▶ **TEXT PASSAGE**

Though it is not illegal to sell canines on Craigslist, according to Town of Plattsburgh Dog Control Officer David Duquette, state law prohibits individuals without a breeder’s license from selling more than nine dogs in one year.
And, Jennifer said, for someone to sell a dog that was entrusted to his or her care is morally wrong.
“It’s not like they are saying to these people, ‘Oh well, since you want to give your dog away for free, we’re going to take it and resell it,’” she said.
“They’re telling these sob stories and making people believe that these are going to be (the dogs’) new homes.”
Duquette recently investigated a situation in which Lisa Wood, 20, of Plattsburgh appeared to be using Craigslist to sell dogs that were given to her for free.
Craigslist’s forum reveals that on June 2, Wood created a post indicating that she was looking for a small dog or puppy for free. She included a phone number where she could be reached.
Just two days later, another post appeared on the site advertising a small, 1-year-old dog that needed a home. The anonymous author of the post requested a $100 re-homing fee and instructed interested parties to contact the same phone number given in Lisa Wood’s June 2 post.
On June 6, Wood again created a post, which read, “Looking for a free small dog,” and again the same phone number was given.
Wood confirmed to the Press-Republican that she had created several postings on Craigslist both looking for free dogs and trying to get rid of them in exchange for re-homing fees.
She said she had hoped to find a companion for her St. Bernard-boxer mix, but each time she would get a free dog, her dog would attack it, so she would use Craigslist again, to try to find the canine a new home.
“I wanted a dog that would get along with my dog, but that just didn’t happen.
“I’d rather see the dog go than get torn up,” she said.
Wood said she requested re-homing fees for the animals as a way of ensuring they would go to a good home.
“It’s not like I just kept doing it for the money,” she said.
COULD DO LITTLE
Wood told the Press-Republican she thought she had sold five dogs on the site, some on behalf of friends.

▶ **TASK INSTRUCTIONS**
A - From the article on dogs resold through Craigslist, list every person named by a first or full name.
B - In the Craigslist dog-sales article, copy the text starting at "Wood said she" and ending at "behalf of friends.", switching "re-homing fees" to "adoption fees".
C - Continue the article on dogs resold through Craigslist from its last sentence.

▶ **SOURCE MATERIAL**
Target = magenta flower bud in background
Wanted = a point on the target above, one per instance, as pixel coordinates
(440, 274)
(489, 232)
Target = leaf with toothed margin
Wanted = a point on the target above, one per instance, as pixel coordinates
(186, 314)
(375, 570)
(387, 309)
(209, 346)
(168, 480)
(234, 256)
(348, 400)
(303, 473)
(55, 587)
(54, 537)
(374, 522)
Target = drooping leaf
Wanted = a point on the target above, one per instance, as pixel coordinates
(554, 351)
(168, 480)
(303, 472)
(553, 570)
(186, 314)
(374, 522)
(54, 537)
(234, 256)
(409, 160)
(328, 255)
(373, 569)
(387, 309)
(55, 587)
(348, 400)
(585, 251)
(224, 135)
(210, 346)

▶ **RESPONSES PER TASK**
A - David Duquette, Jennifer, Lisa Wood

B -
Wood said she requested adoption fees for the animals as a way of ensuring they would go to a good home.
“It’s not like I just kept doing it for the money,” she said.
COULD DO LITTLE
Wood told the Press-Republican she thought she had sold five dogs on the site, some on behalf of friends.

C -
Duquette, who visited Wood’s home recently as part of his investigation, said he found three dogs at the residence, all of which appeared to be in good health, though not licensed.
One dog belonged to Wood, he said, and the other two to other members of the household.
Duquette issued citations for the unlicensed canines but, he said, without proof that Wood had sold more than nine dogs, there was little he could do.
“There’s no way we can prove how many they’ve sold.
“I’m going to monitor the situation,” Duquette said, adding that he planned to advise the state Department of Agriculture and Markets of his investigation.
Wood told the Press-Republican she has given up on her search for a companion for her current dog and is no longer selling canines.
She also said that her father told her to make the following statement to the Press-Republican: “I think Craigslist should be shut down because on the pets page, a lot of people use it to get pets, but a lot of people use it to harass people and write really nasty comments.”
She added that people have been posting messages on Craigslist accusing her of abusing dogs.
Those accusations, she said, are false.
‘AVOID CLASSIFIED SITES’
Duquette advises against using classifieds sites like Craigslist to adopt or place a dog.
Instead, he recommends going to an animal shelter, such as (Adirondack) Humane Society in Plattsburgh or Elmore SPCA in Peru, which also handles cats.
In addition to being no-kill facilities, the shelters often have the medical records of animals being adopted out and know the pets’ social histories, he said. They also conduct background checks of people looking to adopt an animal.
“You know what you’re getting.”
Jennifer suggests visiting the home where a pet might be placed and even getting references from the veterinarian the person has used in the past.
She has decided to keep Bella for now, but said if the dog continues to make her son sick, she may have to look for a new home for her. She’d do so with caution, she said.
“I’m not going to give her to just anybody. It’d have to be a family member or something like that.”